Data entries:
%%
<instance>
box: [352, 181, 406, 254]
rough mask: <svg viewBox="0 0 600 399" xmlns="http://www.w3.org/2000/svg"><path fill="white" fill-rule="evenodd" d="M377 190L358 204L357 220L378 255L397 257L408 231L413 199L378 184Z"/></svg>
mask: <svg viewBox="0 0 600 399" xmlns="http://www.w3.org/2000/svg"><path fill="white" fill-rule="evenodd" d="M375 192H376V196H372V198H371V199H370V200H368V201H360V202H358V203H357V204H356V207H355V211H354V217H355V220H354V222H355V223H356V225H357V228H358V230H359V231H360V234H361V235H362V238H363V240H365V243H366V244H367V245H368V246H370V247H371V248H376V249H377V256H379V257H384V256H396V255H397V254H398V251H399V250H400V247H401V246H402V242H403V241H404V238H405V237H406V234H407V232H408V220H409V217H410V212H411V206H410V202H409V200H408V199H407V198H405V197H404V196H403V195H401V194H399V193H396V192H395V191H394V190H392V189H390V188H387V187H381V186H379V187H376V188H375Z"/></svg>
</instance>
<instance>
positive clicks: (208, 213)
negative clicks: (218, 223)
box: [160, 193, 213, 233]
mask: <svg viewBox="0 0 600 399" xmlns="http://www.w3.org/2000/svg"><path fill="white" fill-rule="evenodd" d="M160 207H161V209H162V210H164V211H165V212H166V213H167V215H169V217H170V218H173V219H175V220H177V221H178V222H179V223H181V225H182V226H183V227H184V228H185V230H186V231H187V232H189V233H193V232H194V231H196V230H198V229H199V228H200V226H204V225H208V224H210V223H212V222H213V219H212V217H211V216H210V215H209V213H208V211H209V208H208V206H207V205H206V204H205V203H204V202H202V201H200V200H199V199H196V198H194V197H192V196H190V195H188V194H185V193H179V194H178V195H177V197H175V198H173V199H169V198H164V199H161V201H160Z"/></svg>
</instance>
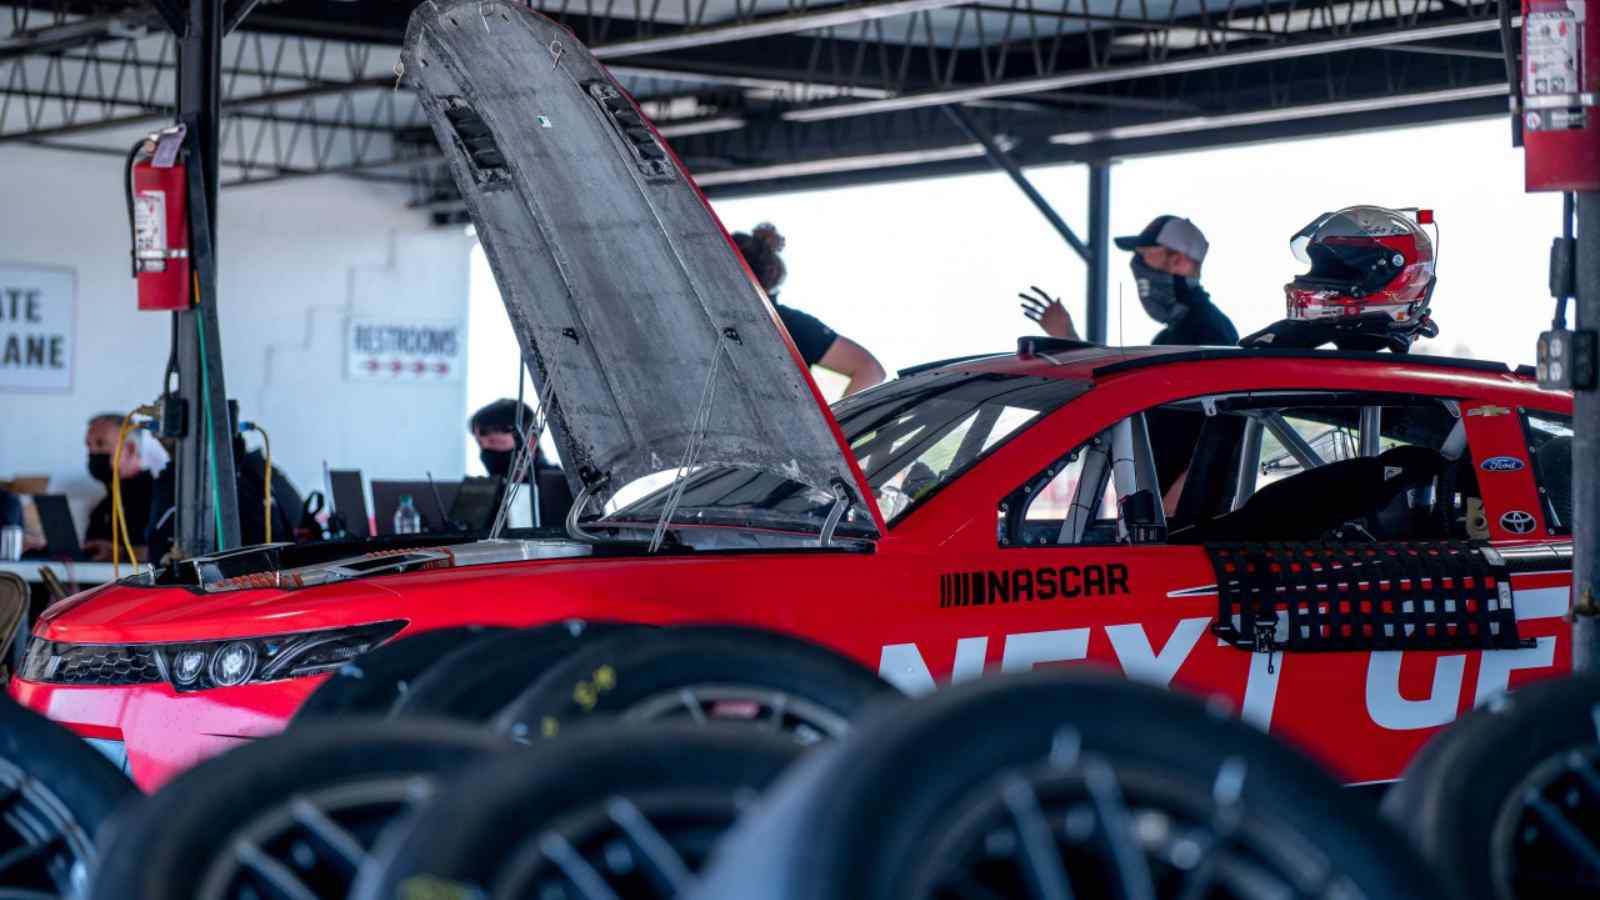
%%
→ **Task instructions**: Return the lines of every item above without changing a character, and leave out the pictures.

→ **Result of this task**:
<instance>
box: [352, 181, 406, 254]
rough mask: <svg viewBox="0 0 600 399" xmlns="http://www.w3.org/2000/svg"><path fill="white" fill-rule="evenodd" d="M377 190L358 204L357 220L378 255L397 257L408 231L413 199L378 184Z"/></svg>
mask: <svg viewBox="0 0 600 399" xmlns="http://www.w3.org/2000/svg"><path fill="white" fill-rule="evenodd" d="M375 192H376V196H372V198H371V199H370V200H368V201H360V202H358V203H357V204H356V207H355V211H354V217H355V220H354V222H355V223H356V225H357V228H358V230H359V231H360V234H361V235H362V238H363V240H365V243H366V244H367V245H368V246H370V247H371V248H376V249H377V256H379V257H384V256H396V255H397V254H398V251H399V250H400V247H401V246H402V242H403V241H404V238H405V237H406V234H407V232H408V220H409V217H410V212H411V206H410V202H409V200H408V199H407V198H405V197H404V196H403V195H401V194H399V193H396V192H395V191H394V190H392V189H390V188H387V187H381V186H379V187H376V188H375Z"/></svg>
</instance>
<instance>
positive clicks: (208, 213)
negative clicks: (218, 223)
box: [160, 193, 213, 233]
mask: <svg viewBox="0 0 600 399" xmlns="http://www.w3.org/2000/svg"><path fill="white" fill-rule="evenodd" d="M160 207H161V209H162V210H164V211H165V212H166V213H167V215H169V217H170V218H173V219H175V220H177V221H178V222H179V223H181V225H182V226H183V227H184V228H185V230H186V231H187V232H189V233H193V232H194V231H196V230H198V229H199V228H200V226H204V225H208V224H210V223H212V222H213V219H212V217H211V216H210V215H209V213H208V211H209V208H208V206H207V205H206V204H205V203H204V202H202V201H200V200H199V199H196V198H194V197H192V196H190V195H188V194H185V193H179V194H178V195H177V197H175V198H173V199H169V198H164V199H161V201H160Z"/></svg>
</instance>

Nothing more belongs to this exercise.